## What you should do
The required output is the line that contains "Practice step: find the reflection" plus every line after it in the listing below, copied exactly as it appears.

## Information
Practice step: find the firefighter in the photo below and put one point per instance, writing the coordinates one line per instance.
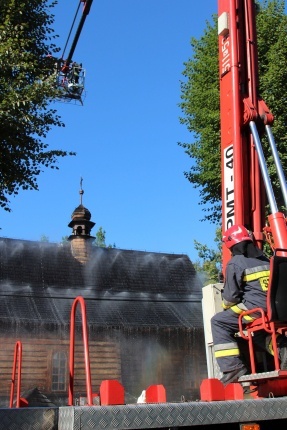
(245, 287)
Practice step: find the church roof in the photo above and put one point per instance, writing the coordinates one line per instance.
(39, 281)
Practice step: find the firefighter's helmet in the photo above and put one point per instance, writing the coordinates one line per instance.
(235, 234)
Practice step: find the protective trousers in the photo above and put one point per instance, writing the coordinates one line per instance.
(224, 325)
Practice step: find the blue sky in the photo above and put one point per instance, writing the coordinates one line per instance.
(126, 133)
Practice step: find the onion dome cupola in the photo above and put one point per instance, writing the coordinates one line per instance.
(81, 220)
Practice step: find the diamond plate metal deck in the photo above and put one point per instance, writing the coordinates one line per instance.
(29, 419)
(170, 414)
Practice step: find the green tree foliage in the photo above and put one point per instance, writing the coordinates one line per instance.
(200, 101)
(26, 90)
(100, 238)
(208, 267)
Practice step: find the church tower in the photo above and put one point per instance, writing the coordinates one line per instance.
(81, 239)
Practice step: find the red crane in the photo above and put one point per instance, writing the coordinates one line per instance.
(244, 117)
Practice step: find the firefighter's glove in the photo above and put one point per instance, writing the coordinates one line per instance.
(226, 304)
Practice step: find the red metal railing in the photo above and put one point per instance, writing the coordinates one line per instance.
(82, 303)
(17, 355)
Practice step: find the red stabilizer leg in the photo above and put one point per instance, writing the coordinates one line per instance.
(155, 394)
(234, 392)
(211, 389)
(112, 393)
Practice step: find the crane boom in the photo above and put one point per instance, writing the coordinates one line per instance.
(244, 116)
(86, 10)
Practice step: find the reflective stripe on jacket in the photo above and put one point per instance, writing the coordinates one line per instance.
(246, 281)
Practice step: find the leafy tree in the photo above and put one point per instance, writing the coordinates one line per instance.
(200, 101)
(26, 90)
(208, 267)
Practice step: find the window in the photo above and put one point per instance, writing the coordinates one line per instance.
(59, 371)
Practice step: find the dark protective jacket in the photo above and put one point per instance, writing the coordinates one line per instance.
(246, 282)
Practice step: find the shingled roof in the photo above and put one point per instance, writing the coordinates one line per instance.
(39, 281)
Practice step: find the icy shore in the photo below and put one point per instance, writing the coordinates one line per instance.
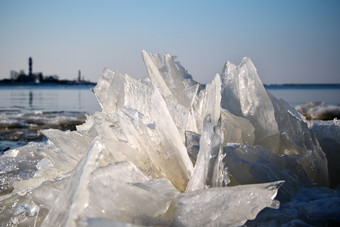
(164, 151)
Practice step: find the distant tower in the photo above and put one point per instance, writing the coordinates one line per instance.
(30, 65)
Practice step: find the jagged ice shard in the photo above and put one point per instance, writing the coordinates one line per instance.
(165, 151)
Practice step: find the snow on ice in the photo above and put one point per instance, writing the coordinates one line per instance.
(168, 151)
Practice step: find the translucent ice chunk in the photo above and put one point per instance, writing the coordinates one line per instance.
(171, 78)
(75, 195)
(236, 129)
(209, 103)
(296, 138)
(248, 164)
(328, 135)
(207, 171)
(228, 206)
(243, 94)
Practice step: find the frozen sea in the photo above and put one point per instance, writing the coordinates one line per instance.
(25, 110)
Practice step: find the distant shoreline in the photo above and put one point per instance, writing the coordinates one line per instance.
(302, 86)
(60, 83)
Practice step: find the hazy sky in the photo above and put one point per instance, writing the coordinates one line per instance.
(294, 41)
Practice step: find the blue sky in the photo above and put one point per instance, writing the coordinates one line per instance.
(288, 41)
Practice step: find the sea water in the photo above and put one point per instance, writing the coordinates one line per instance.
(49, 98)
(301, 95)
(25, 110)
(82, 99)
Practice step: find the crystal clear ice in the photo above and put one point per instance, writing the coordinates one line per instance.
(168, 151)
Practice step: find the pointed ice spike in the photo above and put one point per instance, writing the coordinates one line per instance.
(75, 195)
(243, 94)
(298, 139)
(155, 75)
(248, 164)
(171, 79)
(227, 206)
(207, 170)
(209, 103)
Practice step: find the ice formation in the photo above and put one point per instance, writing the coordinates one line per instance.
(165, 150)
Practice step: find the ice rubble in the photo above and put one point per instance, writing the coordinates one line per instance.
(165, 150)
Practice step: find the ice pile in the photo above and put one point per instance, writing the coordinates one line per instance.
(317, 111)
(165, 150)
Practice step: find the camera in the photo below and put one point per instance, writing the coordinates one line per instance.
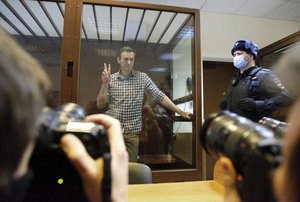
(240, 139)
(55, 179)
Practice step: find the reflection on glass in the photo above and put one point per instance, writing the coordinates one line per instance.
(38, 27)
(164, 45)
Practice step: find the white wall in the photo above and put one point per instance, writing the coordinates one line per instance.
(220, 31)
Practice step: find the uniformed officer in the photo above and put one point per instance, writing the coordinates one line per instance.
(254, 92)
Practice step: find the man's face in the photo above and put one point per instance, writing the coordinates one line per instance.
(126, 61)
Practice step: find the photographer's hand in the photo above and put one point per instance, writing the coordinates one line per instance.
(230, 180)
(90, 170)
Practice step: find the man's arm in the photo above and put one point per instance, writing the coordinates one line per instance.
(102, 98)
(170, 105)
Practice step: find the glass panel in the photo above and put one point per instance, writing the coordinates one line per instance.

## Response area
Practice step: find the reflection on glass in the photo above and put one point per instance, writing the coordinates one line per instance.
(38, 27)
(164, 45)
Practice step: find the white wall in the photo above and put one point per instance, writing the coordinates one line per instance.
(220, 31)
Practice step: find the uniformed officer in the photo above and put one point per instance, writing the coordinates one line per instance.
(254, 92)
Practice step: find the man's face in the photo above and put one point per instance, writing the coordinates one line per instance.
(126, 61)
Practice step: find the photographer's hand in the photo above and put one point per instance, writing the coordinates one line per instance.
(230, 180)
(90, 170)
Practice step: find the man's arm in the photo above and put one point per instance, writing the coordinates one line per instance.
(102, 98)
(170, 105)
Practice step: find the glass panel in the photo above and put one point per instance, writing the coordinates one line per instance.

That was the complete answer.